--- TEXTAUSZUG ---
/---
Revolutionäre Arbeitskämpfe und Gewerkschaften sind für viele eine Angelegenheit der 20er Jahre des letzten Jahrhunderts. Sich heute auf die Arbeiterklasse als revolutionäres Subjekt zu beziehen wird von vielen jüngeren Linken belächelt und mit Gruppen wie der MLPD oder anderen eher unsympathischen Organisationen in Verbindung gebracht. Viele Gruppen finden eine Beschäftigung mit dem Antifaschismus, ein Engagement in der Antiglobalisierungsbewegung oder theoretische Arbeit sinnvoller. Eine Ausnahme sowohl zu den antiquierten auf die "Klasse" bezogenen Positionen als auch zu den neueren Linken bildet die FAU.

Die FAU ist eine kleine basisdemokratische Gewerkschaft, die einige hundert Mitglieder in der BRD hat. Letztes Jahr jährte sich die Gründung der FAU zum 30. Mal, weshalb einige FAU-Aktiven ein Buch über eben diese letzten Jahre herausgebracht haben.

Wurzeln der heutigen FAU gehen zurück auf die 68er Bewegung. Einige Studenten entdeckten den Anarchosyndikalismus als Organisations- und Kampfform. Interessanterweise hatten diese frühen Aktivisten keinen Kontakt zu alten Veteranen der ehemaligen FAUD, die in den 1920ern zeitweise eine starke anarchosyndikalistische Gewerkschaft in Deutschland war, jedoch von den Nazis zerschlagen wurde. Stattdessen orientierten sich die frühen FAUistas an den exilspanischen Anarchosyndikalisten, die in der CNT organisiert waren. Dies hatte zwei Gründe: zum einen galten die spanischen Anarchosyndikalisten durch ihre Kampferfahrung im Bürgerkrieg gegen Franko als Vorbild, des Weiteren gab es in der BRD eine aktive CNT, die in Deutschland lebende und arbeitende Spanier organisierte.

Durch diese Kontakte und durch die Beteiligung an einzelnen Arbeitskämpfen und Solidaritätskampagnen konstituierte sich die frühe FAU am Ende der 1970er Jahre. Die FAU wollte von Anfang an eine Selbstorganisierung von Arbeitern vorantreiben und wollte keine nur an "Idealen" ausgerichtete anarchistische Organisation sein. Hier gab es in den frühen Jahren immer wieder Verwerfungen zwischen Anarchosyndikalisten und Menschen, die sich die FAU eher als strömungsübergreifende anarchistische Organisation vorstellten. Im Sinne der Selbstorganisierung stand die Kritik an den herkömmlichen Gewerkschaften wie dem DGB. Die FAU kritisierte schon früh an diesen, dass sie eine sozial partnerschaftliche Funktion erfülle und das Funktionärswesen die Gewerkschaftsmitglieder dazu animieren würde, das Engagement für die eigenen Interessen an andere zu delegieren anstatt selbst aktiv zu werden.
\---
--- GEGEBENE ANWEISUNG A ---
An wem orientierten sich die frühen FAUistas laut dem Textauszug, statt an Veteranen der FAUD?
--- GEGEBENE ANWEISUNG B ---
Wiederhole aus dem Textauszug alles von „Durch diese Kontakte“ bis hinunter zu „aktiv zu werden.“ wortgetreu.

Zeigeeinträge zu benannten Objekten
/---
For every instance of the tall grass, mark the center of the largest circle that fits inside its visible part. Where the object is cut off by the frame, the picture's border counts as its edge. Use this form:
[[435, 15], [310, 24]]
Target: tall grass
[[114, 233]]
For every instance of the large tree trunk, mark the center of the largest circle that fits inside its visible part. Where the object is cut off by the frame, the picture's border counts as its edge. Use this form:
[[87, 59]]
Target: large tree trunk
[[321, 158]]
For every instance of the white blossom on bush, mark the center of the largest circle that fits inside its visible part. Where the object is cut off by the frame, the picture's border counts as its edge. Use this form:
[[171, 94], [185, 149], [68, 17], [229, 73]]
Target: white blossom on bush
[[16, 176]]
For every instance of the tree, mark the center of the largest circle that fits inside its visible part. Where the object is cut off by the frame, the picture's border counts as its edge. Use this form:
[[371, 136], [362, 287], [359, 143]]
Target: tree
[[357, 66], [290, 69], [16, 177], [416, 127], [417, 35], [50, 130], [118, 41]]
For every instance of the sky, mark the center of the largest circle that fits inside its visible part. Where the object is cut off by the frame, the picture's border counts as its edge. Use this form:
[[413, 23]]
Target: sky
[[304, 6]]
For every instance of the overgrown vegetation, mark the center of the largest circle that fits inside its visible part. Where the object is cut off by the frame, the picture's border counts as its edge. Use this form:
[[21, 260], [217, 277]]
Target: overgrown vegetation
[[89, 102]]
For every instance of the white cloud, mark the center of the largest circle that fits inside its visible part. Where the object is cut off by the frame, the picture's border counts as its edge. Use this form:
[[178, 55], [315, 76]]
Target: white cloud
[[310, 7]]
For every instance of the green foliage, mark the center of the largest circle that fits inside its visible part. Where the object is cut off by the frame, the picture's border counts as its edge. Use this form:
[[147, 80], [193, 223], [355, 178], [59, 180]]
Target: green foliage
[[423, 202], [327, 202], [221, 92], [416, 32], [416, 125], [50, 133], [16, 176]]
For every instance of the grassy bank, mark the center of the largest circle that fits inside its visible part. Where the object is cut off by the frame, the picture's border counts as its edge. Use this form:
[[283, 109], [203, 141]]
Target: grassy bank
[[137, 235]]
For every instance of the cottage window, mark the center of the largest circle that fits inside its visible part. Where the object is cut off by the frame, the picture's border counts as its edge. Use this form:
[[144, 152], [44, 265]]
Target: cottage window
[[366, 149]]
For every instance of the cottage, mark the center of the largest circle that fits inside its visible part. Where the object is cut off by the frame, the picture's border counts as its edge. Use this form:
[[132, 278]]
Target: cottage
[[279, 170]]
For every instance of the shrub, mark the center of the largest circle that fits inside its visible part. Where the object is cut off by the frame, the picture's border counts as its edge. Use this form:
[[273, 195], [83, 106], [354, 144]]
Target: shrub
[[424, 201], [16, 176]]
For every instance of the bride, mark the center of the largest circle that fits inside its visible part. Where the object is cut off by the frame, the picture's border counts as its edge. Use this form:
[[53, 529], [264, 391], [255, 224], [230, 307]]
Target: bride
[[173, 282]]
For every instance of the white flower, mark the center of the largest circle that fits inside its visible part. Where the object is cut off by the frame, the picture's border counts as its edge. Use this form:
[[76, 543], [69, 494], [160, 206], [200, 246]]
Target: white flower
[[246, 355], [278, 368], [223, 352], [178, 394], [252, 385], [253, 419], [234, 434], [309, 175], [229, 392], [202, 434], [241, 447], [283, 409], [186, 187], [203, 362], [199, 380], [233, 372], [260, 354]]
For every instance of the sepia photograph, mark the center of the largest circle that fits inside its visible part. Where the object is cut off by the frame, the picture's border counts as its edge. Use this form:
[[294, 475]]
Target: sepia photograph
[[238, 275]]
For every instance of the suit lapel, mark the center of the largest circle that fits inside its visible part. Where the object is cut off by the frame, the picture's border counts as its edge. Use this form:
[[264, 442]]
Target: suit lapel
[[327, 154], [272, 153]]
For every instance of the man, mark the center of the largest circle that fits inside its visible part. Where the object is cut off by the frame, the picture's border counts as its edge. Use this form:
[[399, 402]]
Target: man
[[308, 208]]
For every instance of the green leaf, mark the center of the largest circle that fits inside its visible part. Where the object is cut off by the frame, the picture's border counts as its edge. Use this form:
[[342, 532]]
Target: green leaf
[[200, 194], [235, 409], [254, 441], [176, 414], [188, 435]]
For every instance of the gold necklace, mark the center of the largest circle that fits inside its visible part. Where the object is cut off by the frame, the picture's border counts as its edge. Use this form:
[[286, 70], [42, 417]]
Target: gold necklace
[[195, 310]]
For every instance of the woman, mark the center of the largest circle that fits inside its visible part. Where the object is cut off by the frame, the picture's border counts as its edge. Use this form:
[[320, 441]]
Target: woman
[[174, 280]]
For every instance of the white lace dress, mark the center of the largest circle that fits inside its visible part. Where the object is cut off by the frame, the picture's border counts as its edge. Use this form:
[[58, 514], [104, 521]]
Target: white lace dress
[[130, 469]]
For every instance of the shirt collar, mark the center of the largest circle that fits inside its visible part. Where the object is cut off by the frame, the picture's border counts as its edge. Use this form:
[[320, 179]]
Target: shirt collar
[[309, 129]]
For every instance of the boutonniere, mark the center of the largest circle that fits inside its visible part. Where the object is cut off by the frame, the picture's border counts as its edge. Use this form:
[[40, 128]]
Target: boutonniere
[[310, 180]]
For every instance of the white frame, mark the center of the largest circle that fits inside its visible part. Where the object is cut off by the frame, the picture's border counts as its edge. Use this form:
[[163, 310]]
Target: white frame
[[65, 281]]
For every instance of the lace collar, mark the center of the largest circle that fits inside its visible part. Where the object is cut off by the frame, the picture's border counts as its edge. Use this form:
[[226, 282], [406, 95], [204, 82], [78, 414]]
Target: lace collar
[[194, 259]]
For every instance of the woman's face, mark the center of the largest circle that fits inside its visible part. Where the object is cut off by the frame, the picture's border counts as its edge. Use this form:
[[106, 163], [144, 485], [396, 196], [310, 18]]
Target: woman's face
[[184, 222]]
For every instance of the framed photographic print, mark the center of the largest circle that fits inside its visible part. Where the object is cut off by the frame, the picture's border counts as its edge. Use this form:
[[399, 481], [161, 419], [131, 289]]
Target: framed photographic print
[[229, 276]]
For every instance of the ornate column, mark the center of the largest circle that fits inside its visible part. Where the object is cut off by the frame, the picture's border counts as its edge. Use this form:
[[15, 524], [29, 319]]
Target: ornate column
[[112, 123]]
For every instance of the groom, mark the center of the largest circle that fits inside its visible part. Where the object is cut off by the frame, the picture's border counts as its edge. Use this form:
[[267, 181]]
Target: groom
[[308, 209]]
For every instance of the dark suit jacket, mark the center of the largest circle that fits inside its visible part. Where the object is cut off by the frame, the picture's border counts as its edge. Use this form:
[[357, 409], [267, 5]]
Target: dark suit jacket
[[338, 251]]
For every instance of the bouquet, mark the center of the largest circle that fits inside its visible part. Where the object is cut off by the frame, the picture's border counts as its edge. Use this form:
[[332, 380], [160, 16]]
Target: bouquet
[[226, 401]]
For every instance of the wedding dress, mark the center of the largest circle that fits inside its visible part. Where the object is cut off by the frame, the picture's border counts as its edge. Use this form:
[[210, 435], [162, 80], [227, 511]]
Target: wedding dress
\---
--- VOLLSTÄNDIGE ANTWORT A ---
An den exilspanischen Anarchosyndikalisten, die in der CNT organisiert waren.

--- VOLLSTÄNDIGE ANTWORT B ---
Durch diese Kontakte und durch die Beteiligung an einzelnen Arbeitskämpfen und Solidaritätskampagnen konstituierte sich die frühe FAU am Ende der 1970er Jahre. Die FAU wollte von Anfang an eine Selbstorganisierung von Arbeitern vorantreiben und wollte keine nur an "Idealen" ausgerichtete anarchistische Organisation sein. Hier gab es in den frühen Jahren immer wieder Verwerfungen zwischen Anarchosyndikalisten und Menschen, die sich die FAU eher als strömungsübergreifende anarchistische Organisation vorstellten. Im Sinne der Selbstorganisierung stand die Kritik an den herkömmlichen Gewerkschaften wie dem DGB. Die FAU kritisierte schon früh an diesen, dass sie eine sozial partnerschaftliche Funktion erfülle und das Funktionärswesen die Gewerkschaftsmitglieder dazu animieren würde, das Engagement für die eigenen Interessen an andere zu delegieren anstatt selbst aktiv zu werden.